_DIRECTION_
Return every line of the records below that contains the word "purple", copying each line in full.

--*--

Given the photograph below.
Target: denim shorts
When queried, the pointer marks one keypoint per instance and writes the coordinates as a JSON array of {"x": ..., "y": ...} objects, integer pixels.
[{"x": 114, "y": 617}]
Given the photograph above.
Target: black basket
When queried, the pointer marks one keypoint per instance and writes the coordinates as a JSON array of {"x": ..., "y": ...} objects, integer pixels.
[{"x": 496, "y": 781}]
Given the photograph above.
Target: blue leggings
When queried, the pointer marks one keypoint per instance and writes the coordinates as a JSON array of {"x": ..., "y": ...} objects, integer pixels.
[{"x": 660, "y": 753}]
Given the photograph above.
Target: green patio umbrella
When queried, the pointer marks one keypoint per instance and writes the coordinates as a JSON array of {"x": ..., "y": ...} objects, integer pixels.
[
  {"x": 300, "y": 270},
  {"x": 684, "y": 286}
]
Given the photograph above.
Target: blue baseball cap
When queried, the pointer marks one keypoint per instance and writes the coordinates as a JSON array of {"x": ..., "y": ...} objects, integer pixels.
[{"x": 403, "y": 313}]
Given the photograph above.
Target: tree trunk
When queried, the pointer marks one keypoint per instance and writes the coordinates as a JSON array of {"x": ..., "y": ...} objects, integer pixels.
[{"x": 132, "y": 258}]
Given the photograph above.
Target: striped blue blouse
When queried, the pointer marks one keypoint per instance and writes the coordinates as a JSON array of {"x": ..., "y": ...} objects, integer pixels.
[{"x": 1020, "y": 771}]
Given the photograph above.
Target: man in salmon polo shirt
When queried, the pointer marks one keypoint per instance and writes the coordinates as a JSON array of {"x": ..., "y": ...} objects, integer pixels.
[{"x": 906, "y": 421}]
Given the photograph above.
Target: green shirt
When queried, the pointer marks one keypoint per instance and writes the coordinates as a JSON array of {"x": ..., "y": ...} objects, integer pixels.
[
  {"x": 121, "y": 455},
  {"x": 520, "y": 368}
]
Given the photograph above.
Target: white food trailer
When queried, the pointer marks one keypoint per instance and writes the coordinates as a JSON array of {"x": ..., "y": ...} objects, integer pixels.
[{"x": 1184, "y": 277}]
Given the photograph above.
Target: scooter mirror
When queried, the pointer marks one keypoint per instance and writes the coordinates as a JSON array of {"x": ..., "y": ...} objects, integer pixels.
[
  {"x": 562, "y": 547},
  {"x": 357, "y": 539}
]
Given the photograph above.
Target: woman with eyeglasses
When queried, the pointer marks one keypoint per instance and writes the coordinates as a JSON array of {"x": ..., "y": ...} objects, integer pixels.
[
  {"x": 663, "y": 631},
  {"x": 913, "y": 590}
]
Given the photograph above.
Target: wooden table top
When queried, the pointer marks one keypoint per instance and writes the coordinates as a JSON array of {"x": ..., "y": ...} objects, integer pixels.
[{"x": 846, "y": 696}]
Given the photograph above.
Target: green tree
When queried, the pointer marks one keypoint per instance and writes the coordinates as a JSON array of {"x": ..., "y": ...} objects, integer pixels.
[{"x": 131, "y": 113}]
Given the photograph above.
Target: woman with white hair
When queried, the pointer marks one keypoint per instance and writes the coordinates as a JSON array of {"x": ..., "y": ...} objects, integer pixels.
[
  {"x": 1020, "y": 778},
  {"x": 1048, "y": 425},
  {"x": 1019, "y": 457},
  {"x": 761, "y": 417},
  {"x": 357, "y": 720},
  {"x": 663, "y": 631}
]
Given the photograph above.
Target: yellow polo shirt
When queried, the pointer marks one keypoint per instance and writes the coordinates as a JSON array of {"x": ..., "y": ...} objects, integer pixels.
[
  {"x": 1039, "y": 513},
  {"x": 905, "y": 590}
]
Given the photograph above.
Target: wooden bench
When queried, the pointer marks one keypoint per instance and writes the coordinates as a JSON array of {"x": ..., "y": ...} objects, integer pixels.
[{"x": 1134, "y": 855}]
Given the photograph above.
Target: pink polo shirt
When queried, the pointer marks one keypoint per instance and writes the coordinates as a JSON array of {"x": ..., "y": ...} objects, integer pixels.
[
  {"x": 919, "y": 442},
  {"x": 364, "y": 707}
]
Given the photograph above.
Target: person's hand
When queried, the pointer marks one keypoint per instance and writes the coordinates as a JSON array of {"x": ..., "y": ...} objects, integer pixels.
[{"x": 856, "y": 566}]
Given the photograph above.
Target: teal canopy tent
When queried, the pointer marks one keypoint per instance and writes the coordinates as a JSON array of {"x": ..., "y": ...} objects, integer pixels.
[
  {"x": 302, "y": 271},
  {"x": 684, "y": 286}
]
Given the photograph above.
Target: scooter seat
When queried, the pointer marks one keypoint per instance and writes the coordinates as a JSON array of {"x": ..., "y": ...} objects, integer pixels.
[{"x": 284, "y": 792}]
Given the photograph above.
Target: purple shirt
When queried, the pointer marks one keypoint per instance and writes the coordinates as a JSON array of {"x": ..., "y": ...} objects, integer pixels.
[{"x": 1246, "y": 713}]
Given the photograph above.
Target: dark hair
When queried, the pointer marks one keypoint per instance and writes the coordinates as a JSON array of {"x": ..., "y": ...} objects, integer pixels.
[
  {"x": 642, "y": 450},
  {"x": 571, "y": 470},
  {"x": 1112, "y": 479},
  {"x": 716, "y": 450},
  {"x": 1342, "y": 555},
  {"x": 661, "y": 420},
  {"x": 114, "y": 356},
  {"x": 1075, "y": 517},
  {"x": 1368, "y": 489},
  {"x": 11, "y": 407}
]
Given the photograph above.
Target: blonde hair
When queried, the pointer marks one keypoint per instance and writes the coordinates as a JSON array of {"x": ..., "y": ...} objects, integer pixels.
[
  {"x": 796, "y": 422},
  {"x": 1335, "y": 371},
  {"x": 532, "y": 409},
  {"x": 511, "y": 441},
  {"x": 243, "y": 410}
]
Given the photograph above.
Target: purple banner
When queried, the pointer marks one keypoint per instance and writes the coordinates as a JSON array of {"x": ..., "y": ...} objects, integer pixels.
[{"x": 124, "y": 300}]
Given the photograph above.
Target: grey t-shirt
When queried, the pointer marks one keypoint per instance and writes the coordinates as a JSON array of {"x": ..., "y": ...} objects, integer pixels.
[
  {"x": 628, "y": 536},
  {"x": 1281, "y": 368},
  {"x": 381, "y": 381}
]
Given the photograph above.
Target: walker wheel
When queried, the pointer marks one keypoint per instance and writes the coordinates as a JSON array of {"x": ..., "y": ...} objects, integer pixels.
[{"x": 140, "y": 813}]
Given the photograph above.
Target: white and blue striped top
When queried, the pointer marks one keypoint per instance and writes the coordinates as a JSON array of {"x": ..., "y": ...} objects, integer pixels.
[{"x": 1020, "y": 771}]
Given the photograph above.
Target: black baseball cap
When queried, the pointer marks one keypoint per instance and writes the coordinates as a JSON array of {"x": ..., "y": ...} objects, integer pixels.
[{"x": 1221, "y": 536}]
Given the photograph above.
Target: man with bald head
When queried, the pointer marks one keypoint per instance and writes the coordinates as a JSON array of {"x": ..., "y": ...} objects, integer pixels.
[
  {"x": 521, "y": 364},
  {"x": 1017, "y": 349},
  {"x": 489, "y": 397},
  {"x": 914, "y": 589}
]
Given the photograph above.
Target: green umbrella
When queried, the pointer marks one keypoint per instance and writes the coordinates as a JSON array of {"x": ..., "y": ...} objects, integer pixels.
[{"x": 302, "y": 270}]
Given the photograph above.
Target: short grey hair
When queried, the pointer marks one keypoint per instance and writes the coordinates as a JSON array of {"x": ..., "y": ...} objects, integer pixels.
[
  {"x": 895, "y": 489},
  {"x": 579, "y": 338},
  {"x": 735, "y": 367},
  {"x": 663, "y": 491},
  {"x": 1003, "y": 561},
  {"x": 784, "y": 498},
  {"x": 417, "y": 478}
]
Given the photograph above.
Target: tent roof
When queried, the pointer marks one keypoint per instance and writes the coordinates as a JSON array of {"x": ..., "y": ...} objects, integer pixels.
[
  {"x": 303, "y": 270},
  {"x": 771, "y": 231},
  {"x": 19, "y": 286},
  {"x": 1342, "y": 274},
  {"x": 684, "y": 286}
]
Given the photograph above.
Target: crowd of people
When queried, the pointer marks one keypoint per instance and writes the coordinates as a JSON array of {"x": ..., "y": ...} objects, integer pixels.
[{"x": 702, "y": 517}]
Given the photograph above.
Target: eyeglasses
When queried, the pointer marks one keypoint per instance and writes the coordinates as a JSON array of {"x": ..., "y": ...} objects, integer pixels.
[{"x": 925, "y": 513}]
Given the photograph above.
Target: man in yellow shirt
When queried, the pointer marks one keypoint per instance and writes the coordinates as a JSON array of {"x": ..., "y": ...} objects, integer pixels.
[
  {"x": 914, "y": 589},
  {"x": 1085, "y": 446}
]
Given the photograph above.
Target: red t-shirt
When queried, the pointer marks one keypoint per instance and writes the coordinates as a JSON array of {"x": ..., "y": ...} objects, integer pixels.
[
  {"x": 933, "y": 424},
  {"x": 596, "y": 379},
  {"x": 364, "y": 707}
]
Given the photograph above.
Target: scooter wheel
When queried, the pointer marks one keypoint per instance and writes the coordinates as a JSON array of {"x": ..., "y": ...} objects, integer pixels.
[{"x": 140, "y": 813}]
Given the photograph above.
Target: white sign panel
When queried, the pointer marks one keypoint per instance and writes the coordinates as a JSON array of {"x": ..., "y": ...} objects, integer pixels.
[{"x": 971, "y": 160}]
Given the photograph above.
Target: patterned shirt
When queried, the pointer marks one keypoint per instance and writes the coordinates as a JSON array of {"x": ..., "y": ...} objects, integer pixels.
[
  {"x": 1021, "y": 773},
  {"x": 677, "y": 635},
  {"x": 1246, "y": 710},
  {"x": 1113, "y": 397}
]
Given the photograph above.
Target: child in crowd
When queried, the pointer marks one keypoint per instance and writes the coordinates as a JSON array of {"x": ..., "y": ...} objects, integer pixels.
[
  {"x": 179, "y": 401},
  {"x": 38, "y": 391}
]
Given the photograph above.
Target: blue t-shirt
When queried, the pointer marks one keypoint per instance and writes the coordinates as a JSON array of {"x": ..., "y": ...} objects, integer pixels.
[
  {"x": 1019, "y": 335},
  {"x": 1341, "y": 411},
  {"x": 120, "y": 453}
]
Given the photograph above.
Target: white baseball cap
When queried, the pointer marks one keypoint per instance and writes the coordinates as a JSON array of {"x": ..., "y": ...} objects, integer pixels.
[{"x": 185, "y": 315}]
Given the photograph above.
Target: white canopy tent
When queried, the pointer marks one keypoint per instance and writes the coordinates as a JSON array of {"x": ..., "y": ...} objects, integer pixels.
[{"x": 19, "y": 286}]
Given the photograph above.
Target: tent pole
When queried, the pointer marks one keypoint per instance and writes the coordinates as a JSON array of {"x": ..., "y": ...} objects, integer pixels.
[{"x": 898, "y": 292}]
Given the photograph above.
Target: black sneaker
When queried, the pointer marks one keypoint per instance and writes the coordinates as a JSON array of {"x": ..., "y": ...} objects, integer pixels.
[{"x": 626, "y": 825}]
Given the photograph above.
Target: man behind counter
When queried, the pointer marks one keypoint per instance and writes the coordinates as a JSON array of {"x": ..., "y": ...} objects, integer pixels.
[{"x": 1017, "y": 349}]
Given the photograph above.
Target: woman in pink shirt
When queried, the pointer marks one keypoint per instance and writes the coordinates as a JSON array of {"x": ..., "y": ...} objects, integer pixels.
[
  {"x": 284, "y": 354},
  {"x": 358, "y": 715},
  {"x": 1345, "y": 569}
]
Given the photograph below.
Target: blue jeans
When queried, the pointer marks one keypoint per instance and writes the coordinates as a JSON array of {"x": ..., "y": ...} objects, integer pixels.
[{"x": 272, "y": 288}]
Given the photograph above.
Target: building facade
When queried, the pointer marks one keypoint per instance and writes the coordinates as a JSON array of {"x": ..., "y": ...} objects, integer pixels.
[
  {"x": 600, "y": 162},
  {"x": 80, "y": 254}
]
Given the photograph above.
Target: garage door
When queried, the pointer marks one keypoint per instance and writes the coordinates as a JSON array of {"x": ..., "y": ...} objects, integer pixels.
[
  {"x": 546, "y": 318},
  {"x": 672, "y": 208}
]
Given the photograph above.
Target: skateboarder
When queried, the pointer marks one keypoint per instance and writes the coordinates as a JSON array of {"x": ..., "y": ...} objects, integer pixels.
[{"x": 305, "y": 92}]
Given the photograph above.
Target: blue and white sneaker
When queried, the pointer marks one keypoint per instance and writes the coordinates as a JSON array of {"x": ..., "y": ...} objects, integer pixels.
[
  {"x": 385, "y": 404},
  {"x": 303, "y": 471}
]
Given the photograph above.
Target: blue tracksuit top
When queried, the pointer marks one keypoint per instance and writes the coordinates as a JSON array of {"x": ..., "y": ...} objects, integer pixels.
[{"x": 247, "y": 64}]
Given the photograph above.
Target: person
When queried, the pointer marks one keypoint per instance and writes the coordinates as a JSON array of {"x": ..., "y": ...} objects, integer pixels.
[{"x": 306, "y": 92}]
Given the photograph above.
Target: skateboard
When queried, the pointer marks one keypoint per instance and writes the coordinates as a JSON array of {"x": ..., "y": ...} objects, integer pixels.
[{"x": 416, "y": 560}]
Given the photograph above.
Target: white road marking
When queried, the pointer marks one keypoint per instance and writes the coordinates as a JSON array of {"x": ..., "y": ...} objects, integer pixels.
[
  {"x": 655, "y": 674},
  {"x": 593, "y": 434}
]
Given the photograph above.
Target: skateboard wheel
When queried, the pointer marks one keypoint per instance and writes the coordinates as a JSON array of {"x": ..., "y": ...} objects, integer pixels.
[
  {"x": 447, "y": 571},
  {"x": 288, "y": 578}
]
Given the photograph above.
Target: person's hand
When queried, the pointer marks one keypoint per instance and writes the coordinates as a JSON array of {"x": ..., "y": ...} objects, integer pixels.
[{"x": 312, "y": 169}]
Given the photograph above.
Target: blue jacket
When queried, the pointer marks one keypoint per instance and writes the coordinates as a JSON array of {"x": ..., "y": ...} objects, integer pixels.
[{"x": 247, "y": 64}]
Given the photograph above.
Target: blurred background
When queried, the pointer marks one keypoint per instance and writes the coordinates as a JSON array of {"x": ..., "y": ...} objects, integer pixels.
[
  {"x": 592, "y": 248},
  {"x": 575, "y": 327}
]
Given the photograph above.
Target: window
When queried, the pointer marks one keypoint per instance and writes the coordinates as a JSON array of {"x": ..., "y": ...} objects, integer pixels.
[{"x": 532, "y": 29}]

--*--

_REPLY_
Target: purple shirt
Target: purple banner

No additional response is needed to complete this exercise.